**YOUR OBJECTIVE**
Write out each of the lines below word for word, changing nothing.

**SOURCE RECORDS**
## START

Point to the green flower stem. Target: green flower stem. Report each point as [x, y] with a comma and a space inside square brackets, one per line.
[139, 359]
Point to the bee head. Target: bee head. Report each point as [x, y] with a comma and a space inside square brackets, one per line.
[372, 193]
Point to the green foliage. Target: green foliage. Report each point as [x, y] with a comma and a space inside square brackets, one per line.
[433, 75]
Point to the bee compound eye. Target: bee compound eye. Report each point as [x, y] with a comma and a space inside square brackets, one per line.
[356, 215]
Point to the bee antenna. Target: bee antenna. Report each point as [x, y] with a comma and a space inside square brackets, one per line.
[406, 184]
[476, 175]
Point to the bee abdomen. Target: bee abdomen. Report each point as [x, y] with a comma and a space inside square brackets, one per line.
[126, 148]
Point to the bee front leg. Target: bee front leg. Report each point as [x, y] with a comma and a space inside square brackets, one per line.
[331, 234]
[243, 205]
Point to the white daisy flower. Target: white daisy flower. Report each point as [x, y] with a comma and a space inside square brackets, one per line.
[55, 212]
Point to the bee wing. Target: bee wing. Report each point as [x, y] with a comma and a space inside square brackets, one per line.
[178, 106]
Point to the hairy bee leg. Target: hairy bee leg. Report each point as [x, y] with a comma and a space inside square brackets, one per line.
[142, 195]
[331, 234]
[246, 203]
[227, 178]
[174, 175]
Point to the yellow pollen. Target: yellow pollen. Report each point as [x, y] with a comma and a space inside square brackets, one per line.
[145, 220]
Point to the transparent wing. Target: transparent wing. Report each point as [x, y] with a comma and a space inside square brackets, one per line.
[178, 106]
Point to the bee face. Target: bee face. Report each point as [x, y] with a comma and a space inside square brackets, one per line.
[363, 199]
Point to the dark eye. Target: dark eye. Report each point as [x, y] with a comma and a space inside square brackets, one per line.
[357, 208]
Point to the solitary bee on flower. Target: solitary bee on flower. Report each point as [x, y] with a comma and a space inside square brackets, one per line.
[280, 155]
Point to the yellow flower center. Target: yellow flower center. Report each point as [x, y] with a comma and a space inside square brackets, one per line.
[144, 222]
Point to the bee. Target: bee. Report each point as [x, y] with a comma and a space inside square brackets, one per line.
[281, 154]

## END

**THE COMPLETED TASK**
Point to the green flower stem. Target: green flower stem. Report each point as [x, y] with a comma and a space inside square brackets, one per line.
[139, 359]
Point to the bee head. Target: bee head. Report each point as [x, y] with a comma and a space inside square brackets, one per line.
[372, 193]
Point to the green foliage. Target: green foliage. Report each point as [x, y] with a comma and a space inside square brackets, one per line.
[433, 75]
Point to the bee compound eye. Target: bee compound eye. Report each point as [x, y] with a comma and a space inside square brackets, one per line.
[356, 215]
Point to the bee antenna. Target: bee antenna. Report each point as [x, y] with a comma and a space inside square brackets, one per line.
[406, 184]
[476, 175]
Point to the bee abdomen. Target: bee abdomen. Report each point as [x, y] with a comma and a space inside square brackets, one per line.
[126, 148]
Point to the bee front leg. Target: bee front leg. Report each point as [x, y] with a comma and a space inside square brackets, one per line.
[331, 234]
[243, 205]
Point to the white daisy flower. Target: white daisy flower. Report each point as [x, y] with a comma and a space inside square brackets, one per line.
[55, 212]
Point to the bee wing. Target: bee wing. Report each point as [x, y] with a comma and a space inside square brackets, one per line.
[178, 106]
Point to the hairy bee leg. Target: hairy bee leg. Report each point as [x, y] with a comma and a space inside square brackets, one per line.
[142, 195]
[331, 234]
[246, 203]
[227, 178]
[174, 175]
Point to the yellow pollen. Target: yellow pollen. Report each point as [x, y] with a comma and a space inside square brackets, one per line.
[145, 220]
Point to the transparent wing. Target: transparent wing. Report each point as [x, y] with a comma and a space inside square brackets, one per line.
[178, 106]
Point to the bee face. Target: bee face. Report each point as [x, y] with a comma and a space inside square brackets, one per line.
[363, 199]
Point to the dark eye. Target: dark eye. Report each point as [x, y] with a comma and a space inside square brackets, one per line.
[357, 208]
Point to the solitary bee on flower. Target: solitary bee on flower. Report each point as [x, y] with a comma and a space inside square brackets, one per line.
[280, 155]
Point to the yellow flower center. Target: yellow flower center. Report each point as [x, y] with a comma and a space inside square brackets, one per line.
[144, 222]
Point to the bee. Target: bee. Report each point as [x, y] with a comma and a space inside square brackets, one per line.
[281, 154]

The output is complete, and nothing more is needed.